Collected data

────

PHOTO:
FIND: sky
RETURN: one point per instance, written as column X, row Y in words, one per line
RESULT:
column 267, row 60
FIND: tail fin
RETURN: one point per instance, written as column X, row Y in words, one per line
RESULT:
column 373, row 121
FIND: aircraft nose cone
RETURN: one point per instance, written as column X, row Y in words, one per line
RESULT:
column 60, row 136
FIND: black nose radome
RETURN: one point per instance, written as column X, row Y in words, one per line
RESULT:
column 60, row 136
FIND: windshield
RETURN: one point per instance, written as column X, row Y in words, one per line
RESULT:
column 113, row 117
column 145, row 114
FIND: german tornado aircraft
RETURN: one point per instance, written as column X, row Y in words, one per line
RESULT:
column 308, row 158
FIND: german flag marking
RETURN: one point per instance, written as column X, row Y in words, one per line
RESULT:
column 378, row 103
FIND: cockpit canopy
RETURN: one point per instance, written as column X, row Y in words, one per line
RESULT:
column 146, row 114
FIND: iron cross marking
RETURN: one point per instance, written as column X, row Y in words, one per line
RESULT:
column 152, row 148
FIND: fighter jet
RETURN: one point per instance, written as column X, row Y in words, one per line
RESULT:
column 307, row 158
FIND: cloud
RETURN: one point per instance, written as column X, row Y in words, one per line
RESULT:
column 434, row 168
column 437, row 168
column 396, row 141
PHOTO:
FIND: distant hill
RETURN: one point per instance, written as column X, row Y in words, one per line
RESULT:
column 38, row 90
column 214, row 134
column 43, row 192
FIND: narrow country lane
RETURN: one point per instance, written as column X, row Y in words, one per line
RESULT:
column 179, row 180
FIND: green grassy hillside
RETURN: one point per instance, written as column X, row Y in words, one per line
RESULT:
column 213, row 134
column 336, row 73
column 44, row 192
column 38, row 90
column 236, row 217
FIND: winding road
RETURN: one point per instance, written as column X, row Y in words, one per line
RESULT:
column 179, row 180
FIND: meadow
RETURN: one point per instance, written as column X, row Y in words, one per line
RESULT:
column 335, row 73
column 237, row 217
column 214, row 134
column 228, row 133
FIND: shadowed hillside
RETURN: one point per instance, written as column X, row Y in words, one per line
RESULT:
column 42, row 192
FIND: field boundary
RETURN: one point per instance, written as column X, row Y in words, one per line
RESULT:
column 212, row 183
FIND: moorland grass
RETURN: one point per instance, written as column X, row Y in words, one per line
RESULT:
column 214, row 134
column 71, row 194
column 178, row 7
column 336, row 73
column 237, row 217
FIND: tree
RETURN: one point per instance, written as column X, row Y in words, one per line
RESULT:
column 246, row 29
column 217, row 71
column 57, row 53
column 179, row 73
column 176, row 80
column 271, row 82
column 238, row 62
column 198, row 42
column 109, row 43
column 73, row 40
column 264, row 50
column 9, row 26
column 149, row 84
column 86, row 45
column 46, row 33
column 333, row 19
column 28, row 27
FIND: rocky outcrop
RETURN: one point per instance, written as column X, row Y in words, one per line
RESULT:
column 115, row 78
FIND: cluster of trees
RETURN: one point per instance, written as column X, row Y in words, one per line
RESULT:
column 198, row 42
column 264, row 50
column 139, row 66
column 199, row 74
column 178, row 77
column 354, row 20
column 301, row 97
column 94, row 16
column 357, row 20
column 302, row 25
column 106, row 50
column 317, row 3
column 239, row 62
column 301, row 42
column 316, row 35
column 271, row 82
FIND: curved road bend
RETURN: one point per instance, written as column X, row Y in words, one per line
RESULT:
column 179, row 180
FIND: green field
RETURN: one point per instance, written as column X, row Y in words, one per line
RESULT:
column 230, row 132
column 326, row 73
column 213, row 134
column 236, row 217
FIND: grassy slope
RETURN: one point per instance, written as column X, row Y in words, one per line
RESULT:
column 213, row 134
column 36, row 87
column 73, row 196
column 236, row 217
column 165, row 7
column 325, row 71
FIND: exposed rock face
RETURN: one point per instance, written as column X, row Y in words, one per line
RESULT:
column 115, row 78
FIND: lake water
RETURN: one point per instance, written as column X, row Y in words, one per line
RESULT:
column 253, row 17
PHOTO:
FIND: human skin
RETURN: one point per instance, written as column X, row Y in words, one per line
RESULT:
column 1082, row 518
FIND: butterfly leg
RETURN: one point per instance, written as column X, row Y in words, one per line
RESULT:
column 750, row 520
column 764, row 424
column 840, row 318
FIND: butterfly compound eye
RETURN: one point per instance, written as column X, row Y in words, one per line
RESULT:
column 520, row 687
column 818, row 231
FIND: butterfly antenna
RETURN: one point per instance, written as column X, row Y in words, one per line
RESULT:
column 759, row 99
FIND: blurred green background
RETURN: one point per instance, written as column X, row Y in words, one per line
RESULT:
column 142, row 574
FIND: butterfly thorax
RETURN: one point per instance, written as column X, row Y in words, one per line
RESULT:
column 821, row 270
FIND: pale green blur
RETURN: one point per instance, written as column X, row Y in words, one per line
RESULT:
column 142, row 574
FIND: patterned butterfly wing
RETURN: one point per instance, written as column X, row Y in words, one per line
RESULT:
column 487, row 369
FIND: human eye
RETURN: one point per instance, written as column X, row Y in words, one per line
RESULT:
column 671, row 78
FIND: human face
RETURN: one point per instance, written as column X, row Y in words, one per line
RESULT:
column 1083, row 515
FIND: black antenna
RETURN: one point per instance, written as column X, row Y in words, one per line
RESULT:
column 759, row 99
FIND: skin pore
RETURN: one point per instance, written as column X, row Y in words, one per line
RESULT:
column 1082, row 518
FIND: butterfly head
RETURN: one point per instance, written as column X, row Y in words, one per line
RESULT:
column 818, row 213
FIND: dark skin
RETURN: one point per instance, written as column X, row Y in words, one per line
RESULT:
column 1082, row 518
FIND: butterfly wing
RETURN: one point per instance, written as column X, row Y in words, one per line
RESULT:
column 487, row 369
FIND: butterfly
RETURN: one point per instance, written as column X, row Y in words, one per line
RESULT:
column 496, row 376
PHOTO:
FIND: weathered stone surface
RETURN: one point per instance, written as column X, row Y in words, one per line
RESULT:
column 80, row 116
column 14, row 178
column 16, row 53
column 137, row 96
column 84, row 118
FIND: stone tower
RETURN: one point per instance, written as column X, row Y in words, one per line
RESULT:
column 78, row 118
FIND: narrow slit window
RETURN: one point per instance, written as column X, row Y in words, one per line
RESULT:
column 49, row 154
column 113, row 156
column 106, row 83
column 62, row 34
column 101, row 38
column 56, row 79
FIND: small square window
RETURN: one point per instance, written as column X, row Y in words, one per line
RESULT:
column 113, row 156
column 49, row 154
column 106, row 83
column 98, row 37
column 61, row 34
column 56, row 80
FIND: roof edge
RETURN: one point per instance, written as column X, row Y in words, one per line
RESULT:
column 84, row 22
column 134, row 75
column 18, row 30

────

Quote the material exactly, leaving nothing out.

### REPLY
PHOTO:
FIND: sky
RETURN: one point per instance, written as column X, row Y in words, one per line
RESULT:
column 267, row 60
FIND: tail fin
RETURN: one point per instance, written as column X, row Y in words, one per line
RESULT:
column 373, row 121
FIND: aircraft nose cone
RETURN: one point per instance, written as column X, row Y in words, one per line
RESULT:
column 60, row 136
FIND: black nose radome
RETURN: one point per instance, written as column X, row Y in words, one per line
RESULT:
column 60, row 136
FIND: windshield
RETURN: one point per instance, written as column X, row Y in words, one per line
RESULT:
column 113, row 117
column 145, row 114
FIND: german tornado aircraft
RETURN: one point per instance, written as column X, row Y in words, one per line
RESULT:
column 308, row 158
FIND: german flag marking
RETURN: one point per instance, written as column X, row Y in words, one per line
RESULT:
column 378, row 103
FIND: cockpit canopy
RETURN: one point per instance, written as column X, row Y in words, one per line
RESULT:
column 146, row 114
FIND: iron cross marking
RETURN: one point per instance, written as column X, row Y in words, one per line
RESULT:
column 152, row 148
FIND: fighter jet
RETURN: one point per instance, written as column X, row Y in words, one per line
RESULT:
column 307, row 158
FIND: cloud
RETURN: one point per instance, written as column X, row Y in words, one per line
RESULT:
column 434, row 168
column 437, row 168
column 396, row 141
PHOTO:
FIND: distant hill
RETURN: one point per instance, written as column X, row Y in words, one per line
RESULT:
column 38, row 90
column 214, row 134
column 43, row 192
FIND: narrow country lane
RETURN: one point per instance, written as column X, row Y in words, one per line
RESULT:
column 179, row 180
FIND: green grassy hillside
RETURN: one point per instance, written as column X, row Y in words, one per line
RESULT:
column 213, row 134
column 336, row 73
column 44, row 192
column 38, row 90
column 236, row 217
FIND: winding road
RETURN: one point per instance, written as column X, row Y in words, one per line
RESULT:
column 179, row 180
FIND: meadow
RETURN: one point per instance, written as column X, row Y in words, one per line
RESULT:
column 335, row 73
column 237, row 217
column 214, row 134
column 228, row 133
FIND: shadowed hillside
RETURN: one point per instance, written as column X, row Y in words, one per line
RESULT:
column 42, row 192
FIND: field boundary
RETURN: one point per instance, written as column X, row Y in words, one per line
RESULT:
column 212, row 183
FIND: moorland grass
RETURN: one point per instance, written as column X, row Y in words, one per line
RESULT:
column 214, row 134
column 71, row 194
column 178, row 7
column 336, row 73
column 237, row 217
FIND: tree
RETURN: one point per instance, written as column X, row Y in words, one per line
RESULT:
column 246, row 29
column 217, row 71
column 57, row 53
column 179, row 73
column 176, row 80
column 271, row 82
column 238, row 62
column 198, row 42
column 109, row 43
column 73, row 40
column 264, row 50
column 9, row 26
column 149, row 84
column 86, row 45
column 46, row 33
column 333, row 19
column 28, row 27
FIND: rocky outcrop
RETURN: one point per instance, written as column X, row Y in words, one per line
RESULT:
column 115, row 78
FIND: cluster of trees
RETURN: one point per instance, written as column X, row Y in words, one per line
RESULT:
column 198, row 42
column 264, row 50
column 139, row 66
column 199, row 74
column 178, row 77
column 354, row 20
column 301, row 97
column 94, row 16
column 357, row 20
column 302, row 25
column 106, row 50
column 317, row 3
column 239, row 62
column 301, row 42
column 316, row 35
column 271, row 82
FIND: curved road bend
RETURN: one point per instance, written as column X, row Y in words, one per line
RESULT:
column 179, row 180
FIND: green field
RETURN: one point per instance, written as column X, row Y in words, one per line
RESULT:
column 230, row 132
column 326, row 73
column 213, row 134
column 236, row 217
FIND: grassy slope
RETURN: one point per instance, written as column X, row Y in words, one per line
RESULT:
column 213, row 134
column 36, row 87
column 73, row 196
column 236, row 217
column 165, row 7
column 325, row 71
FIND: exposed rock face
RETURN: one point per instance, written as column X, row Y in words, one per line
RESULT:
column 115, row 78
FIND: lake water
RETURN: one point per instance, written as column X, row Y in words, one per line
RESULT:
column 253, row 17
PHOTO:
FIND: human skin
RETURN: one point per instance, written as column X, row Y in words, one per line
RESULT:
column 1082, row 518
FIND: butterfly leg
RETURN: one point per instance, written as column X, row Y in words, one per line
RESULT:
column 750, row 520
column 764, row 424
column 840, row 318
FIND: butterfly compound eye
RETURN: one point per instance, written as column X, row Y in words, one per line
RESULT:
column 520, row 687
column 818, row 231
FIND: butterfly antenna
RETURN: one point per instance, written as column X, row Y in words, one per line
RESULT:
column 759, row 99
FIND: blurred green background
RETURN: one point per instance, written as column X, row Y in words, one per line
RESULT:
column 142, row 574
FIND: butterfly thorax
RETURN: one point per instance, written as column X, row Y in words, one per line
RESULT:
column 821, row 270
FIND: pale green blur
RETURN: one point per instance, written as column X, row Y in words, one per line
RESULT:
column 142, row 574
FIND: patterned butterfly wing
RETURN: one point per instance, written as column X, row Y in words, one per line
RESULT:
column 487, row 369
FIND: human eye
RETURN: one point per instance, written as column X, row Y in words, one per line
RESULT:
column 671, row 78
FIND: human face
RETURN: one point per instance, written as column X, row Y in words, one per line
RESULT:
column 1083, row 515
FIND: black antenna
RETURN: one point per instance, written as column X, row Y in words, one per line
RESULT:
column 759, row 99
FIND: skin pore
RETURN: one point per instance, written as column X, row Y in words, one per line
RESULT:
column 1082, row 518
FIND: butterfly head
RETURN: one point per instance, written as column X, row Y in words, one per line
RESULT:
column 818, row 213
FIND: dark skin
RETURN: one point per instance, written as column X, row Y in words, one per line
RESULT:
column 1082, row 518
FIND: butterfly wing
RETURN: one point per instance, written as column X, row Y in words, one per line
RESULT:
column 487, row 369
FIND: butterfly
RETURN: one point per instance, written as column X, row Y in words, one per line
RESULT:
column 496, row 376
PHOTO:
FIND: weathered stone surface
RETURN: one point per instance, written as column X, row Y in words, one per line
RESULT:
column 80, row 116
column 14, row 178
column 16, row 53
column 137, row 96
column 84, row 118
FIND: stone tower
RETURN: one point per instance, written as column X, row Y in words, one per line
RESULT:
column 78, row 118
FIND: narrow slit window
RETURN: one point per instance, written as column X, row Y in words, one per line
RESULT:
column 49, row 154
column 113, row 156
column 106, row 83
column 62, row 34
column 101, row 38
column 56, row 79
FIND: small square window
RETURN: one point per instance, written as column X, row Y in words, one per line
RESULT:
column 113, row 156
column 49, row 154
column 106, row 83
column 98, row 37
column 61, row 34
column 56, row 80
FIND: roof edge
RETURN: one point per instance, written as column X, row Y in words, one per line
RESULT:
column 84, row 22
column 134, row 75
column 18, row 30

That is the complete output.